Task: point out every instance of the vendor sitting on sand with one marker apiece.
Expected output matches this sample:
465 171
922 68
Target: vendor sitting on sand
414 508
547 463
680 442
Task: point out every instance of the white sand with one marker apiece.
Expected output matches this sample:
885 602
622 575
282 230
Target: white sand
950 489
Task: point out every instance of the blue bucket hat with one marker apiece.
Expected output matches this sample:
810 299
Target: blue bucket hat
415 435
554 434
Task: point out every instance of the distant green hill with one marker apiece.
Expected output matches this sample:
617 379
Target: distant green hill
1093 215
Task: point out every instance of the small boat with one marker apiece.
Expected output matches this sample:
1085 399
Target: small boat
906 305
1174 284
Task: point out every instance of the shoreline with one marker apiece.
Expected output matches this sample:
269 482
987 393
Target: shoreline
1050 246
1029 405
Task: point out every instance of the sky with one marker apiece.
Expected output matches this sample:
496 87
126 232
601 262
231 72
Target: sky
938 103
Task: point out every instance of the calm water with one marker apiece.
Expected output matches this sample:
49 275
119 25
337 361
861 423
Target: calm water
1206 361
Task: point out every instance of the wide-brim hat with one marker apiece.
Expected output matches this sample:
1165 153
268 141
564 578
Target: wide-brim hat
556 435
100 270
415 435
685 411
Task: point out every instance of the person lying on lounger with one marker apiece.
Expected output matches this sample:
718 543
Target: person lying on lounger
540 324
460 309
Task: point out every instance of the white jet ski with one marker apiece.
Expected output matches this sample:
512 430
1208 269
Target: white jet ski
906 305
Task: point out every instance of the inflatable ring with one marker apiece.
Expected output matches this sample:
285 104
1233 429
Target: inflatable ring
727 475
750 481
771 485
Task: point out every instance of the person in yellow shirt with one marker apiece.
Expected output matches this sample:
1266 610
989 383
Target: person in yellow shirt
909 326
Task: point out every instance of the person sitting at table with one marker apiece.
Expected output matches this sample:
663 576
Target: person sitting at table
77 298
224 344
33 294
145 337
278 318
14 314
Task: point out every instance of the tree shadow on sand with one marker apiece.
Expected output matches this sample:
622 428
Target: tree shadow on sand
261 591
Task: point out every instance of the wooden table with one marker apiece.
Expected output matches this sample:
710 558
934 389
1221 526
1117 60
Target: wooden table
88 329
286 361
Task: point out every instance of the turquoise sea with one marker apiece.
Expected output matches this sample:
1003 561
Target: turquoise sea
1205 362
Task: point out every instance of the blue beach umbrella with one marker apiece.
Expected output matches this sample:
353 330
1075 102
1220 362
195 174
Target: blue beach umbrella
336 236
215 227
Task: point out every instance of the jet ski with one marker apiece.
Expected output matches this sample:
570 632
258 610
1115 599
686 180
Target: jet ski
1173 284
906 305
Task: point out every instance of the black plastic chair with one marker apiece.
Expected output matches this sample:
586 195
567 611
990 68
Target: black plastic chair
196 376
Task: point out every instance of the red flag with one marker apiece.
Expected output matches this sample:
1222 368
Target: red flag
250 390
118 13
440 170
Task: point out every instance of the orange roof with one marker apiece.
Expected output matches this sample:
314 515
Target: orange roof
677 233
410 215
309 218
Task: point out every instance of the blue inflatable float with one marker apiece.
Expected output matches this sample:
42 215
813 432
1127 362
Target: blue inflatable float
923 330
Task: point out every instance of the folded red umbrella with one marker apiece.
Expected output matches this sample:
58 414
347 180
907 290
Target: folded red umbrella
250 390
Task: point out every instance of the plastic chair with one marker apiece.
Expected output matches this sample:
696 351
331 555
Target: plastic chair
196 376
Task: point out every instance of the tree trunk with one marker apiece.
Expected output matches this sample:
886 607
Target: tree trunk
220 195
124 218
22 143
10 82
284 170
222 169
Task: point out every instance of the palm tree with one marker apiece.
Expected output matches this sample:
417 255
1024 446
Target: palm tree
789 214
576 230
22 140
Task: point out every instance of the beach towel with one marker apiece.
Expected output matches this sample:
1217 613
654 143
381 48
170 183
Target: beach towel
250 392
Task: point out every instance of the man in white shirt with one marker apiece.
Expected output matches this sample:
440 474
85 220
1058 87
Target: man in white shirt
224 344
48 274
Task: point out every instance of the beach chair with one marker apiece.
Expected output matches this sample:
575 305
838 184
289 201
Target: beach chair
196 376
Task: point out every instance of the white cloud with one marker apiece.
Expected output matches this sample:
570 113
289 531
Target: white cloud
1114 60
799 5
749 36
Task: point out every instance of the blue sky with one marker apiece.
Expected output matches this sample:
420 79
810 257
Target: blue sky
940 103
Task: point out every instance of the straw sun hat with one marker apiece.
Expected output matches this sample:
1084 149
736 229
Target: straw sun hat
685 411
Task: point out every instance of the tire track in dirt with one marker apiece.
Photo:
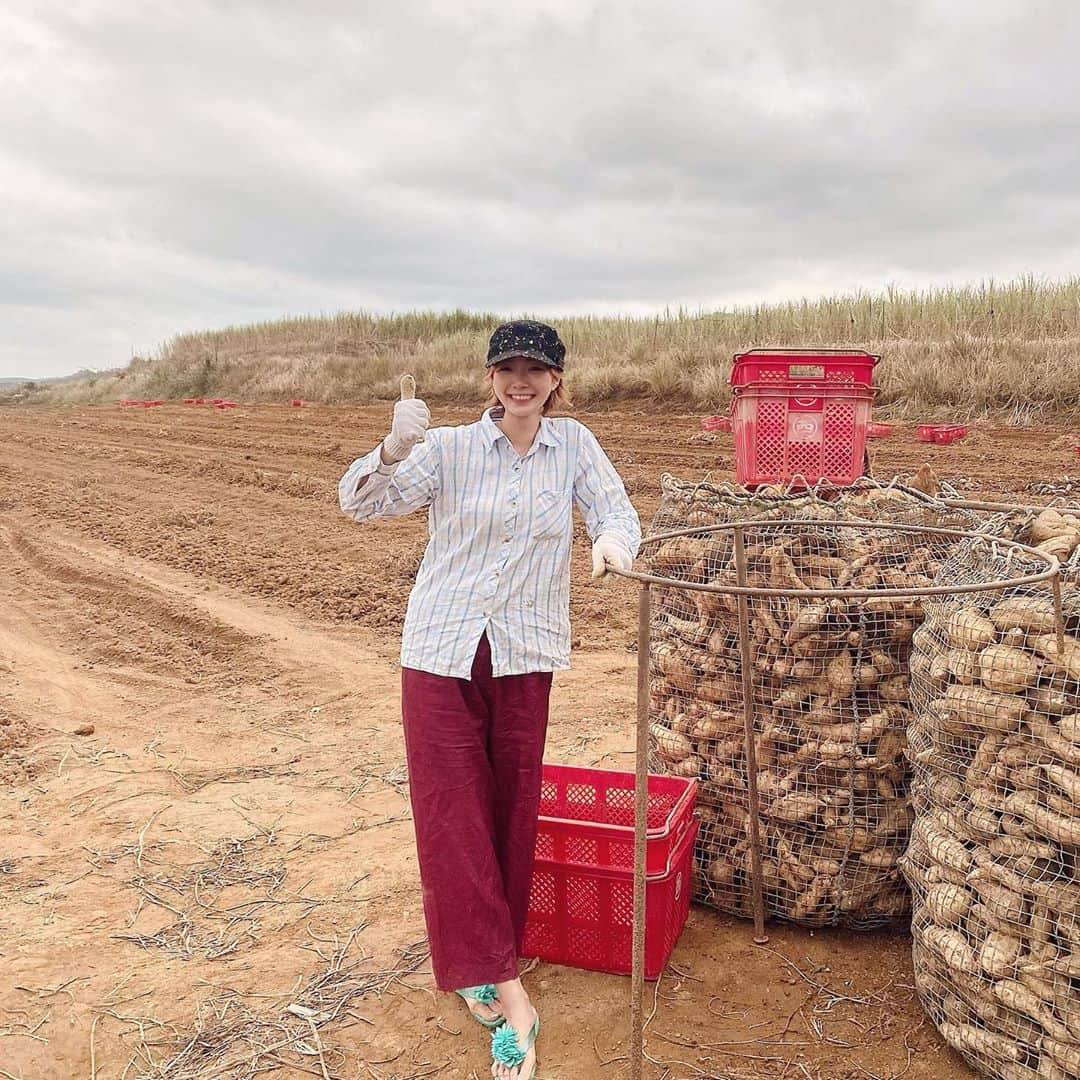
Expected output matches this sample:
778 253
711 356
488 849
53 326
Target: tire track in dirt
121 624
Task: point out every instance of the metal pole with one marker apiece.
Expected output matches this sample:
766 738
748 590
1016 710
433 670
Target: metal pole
640 824
1055 583
757 892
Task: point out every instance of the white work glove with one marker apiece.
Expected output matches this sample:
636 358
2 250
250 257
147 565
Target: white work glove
412 418
608 548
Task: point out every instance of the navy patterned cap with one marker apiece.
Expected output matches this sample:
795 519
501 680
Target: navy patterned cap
523 337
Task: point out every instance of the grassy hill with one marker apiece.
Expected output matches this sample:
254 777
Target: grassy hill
1010 349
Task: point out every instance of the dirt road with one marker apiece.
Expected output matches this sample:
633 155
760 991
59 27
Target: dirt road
206 866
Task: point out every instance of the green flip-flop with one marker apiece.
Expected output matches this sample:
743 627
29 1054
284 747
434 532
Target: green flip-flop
507 1051
485 995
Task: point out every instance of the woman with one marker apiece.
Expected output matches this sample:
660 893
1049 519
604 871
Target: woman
487 623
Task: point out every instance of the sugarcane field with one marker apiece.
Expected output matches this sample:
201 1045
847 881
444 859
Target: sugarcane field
206 855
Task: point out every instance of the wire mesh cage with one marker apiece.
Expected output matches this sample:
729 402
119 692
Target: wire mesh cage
995 744
828 687
799 631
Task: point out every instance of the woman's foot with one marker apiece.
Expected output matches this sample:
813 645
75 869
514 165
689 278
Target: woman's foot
483 1003
521 1016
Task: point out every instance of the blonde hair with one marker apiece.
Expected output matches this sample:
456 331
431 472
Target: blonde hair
558 399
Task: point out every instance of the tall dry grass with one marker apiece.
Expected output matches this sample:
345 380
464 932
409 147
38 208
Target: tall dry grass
975 351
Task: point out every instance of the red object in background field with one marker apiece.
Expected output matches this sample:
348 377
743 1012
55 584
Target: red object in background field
716 423
942 433
821 366
582 902
784 431
801 413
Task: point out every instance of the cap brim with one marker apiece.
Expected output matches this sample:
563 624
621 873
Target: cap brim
527 353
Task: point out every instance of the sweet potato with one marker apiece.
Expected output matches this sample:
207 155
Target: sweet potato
969 629
948 904
671 745
1067 660
953 948
795 808
1034 615
1065 779
1007 670
808 620
975 706
1000 953
1056 826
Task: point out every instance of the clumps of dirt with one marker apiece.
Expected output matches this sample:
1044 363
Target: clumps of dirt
16 736
1064 442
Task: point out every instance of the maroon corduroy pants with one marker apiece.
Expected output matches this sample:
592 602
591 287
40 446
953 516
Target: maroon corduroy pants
475 754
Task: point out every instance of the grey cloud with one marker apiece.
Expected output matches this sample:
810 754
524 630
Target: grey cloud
169 166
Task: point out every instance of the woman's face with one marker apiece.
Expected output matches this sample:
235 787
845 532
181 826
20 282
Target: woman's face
523 386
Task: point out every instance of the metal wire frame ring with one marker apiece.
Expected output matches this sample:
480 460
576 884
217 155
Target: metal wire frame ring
1053 569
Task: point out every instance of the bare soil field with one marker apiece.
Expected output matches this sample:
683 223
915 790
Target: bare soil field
206 861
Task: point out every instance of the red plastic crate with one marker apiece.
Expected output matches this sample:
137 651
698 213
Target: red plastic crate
820 366
786 430
584 918
586 818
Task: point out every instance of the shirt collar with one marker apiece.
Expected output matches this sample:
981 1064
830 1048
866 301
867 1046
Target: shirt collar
548 435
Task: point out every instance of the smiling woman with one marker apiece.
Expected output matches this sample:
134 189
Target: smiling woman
487 623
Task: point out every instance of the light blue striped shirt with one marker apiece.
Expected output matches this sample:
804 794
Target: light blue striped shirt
498 558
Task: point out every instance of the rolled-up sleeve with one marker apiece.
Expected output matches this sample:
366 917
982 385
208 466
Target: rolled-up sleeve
414 484
601 496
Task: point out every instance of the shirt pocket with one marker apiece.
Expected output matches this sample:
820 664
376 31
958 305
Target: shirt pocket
551 514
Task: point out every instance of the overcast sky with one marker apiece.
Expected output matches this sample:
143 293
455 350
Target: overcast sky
174 166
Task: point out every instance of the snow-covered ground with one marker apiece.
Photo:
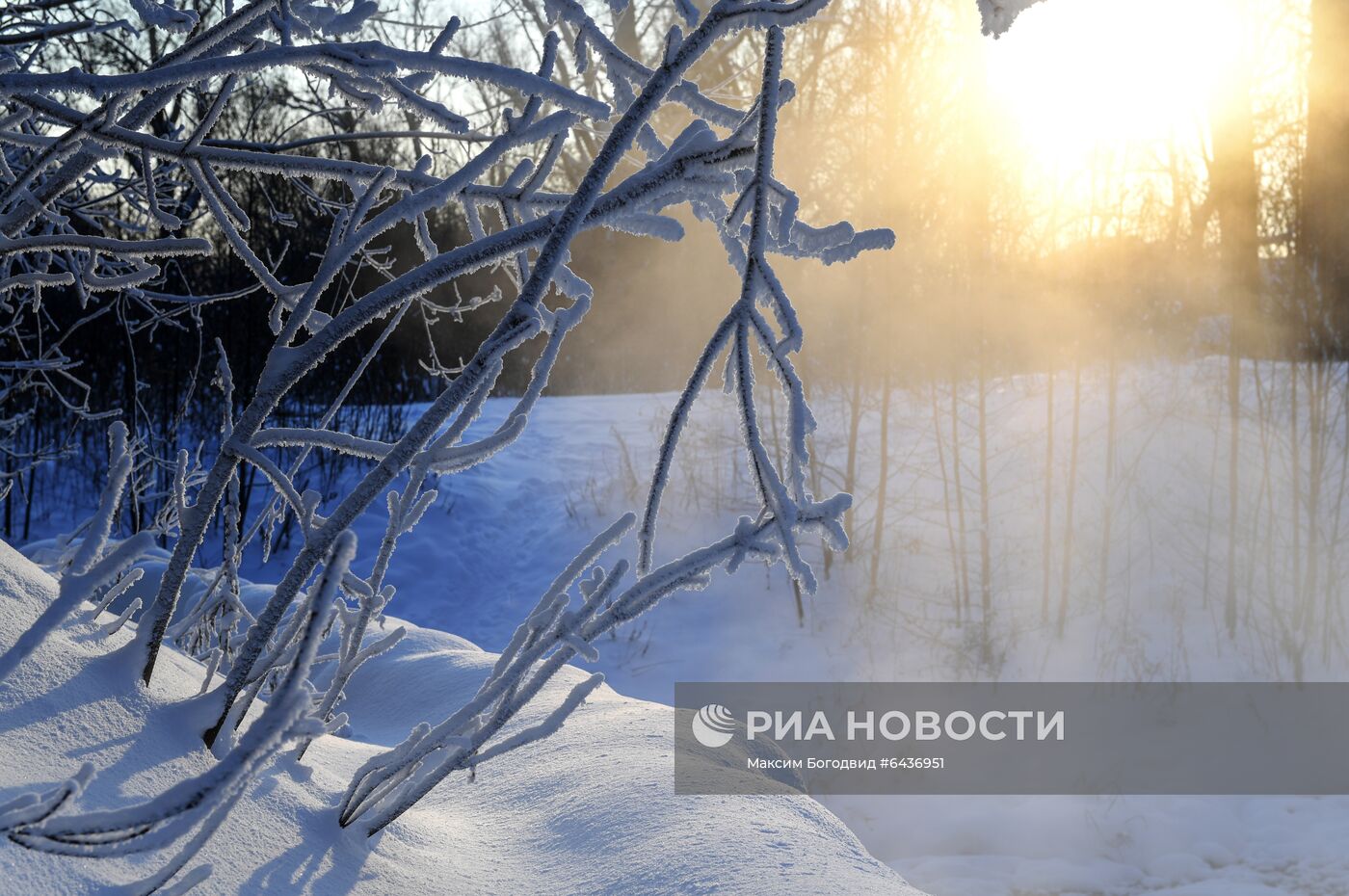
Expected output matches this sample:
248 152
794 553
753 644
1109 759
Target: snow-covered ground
591 810
587 811
485 552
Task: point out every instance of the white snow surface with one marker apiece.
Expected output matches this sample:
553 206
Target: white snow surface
498 535
590 810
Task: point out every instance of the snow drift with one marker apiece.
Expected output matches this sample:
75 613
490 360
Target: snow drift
590 810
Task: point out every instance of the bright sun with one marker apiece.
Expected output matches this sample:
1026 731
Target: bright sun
1075 74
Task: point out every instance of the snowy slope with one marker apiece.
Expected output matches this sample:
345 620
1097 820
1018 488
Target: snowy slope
587 811
569 477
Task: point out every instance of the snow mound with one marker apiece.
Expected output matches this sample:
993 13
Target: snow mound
590 810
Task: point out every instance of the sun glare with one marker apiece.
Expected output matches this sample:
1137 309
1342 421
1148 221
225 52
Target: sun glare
1072 76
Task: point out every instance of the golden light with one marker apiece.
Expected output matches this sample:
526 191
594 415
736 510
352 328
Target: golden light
1072 76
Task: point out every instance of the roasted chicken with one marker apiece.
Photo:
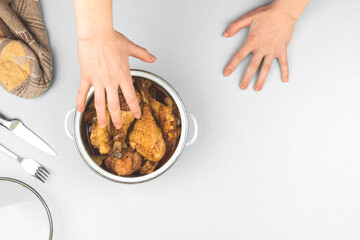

* * *

__Goal__. Format the stretch from the line containing "Task: point out every instance of the sun" through the end of the records as a JSON list of strings, one per line, with blank lines dropped. Leave the pictures out of the answer.

__Worked solution__.
[
  "Task: point out every instance of the sun glare with one marker apiece.",
  "Expected output matches this sample:",
  "1137 309",
  "1342 421",
  "1148 221",
  "225 52",
  "Target: sun glare",
  "1072 76",
  "Task: point out every instance of the golden light with one marker apiece.",
  "Expected output matches this sample:",
  "526 191",
  "594 415",
  "736 510",
  "352 328",
  "Target: golden light",
  "1072 76",
  "Task: point out every instance of the roasted chicken with one marker apiece.",
  "Photo:"
]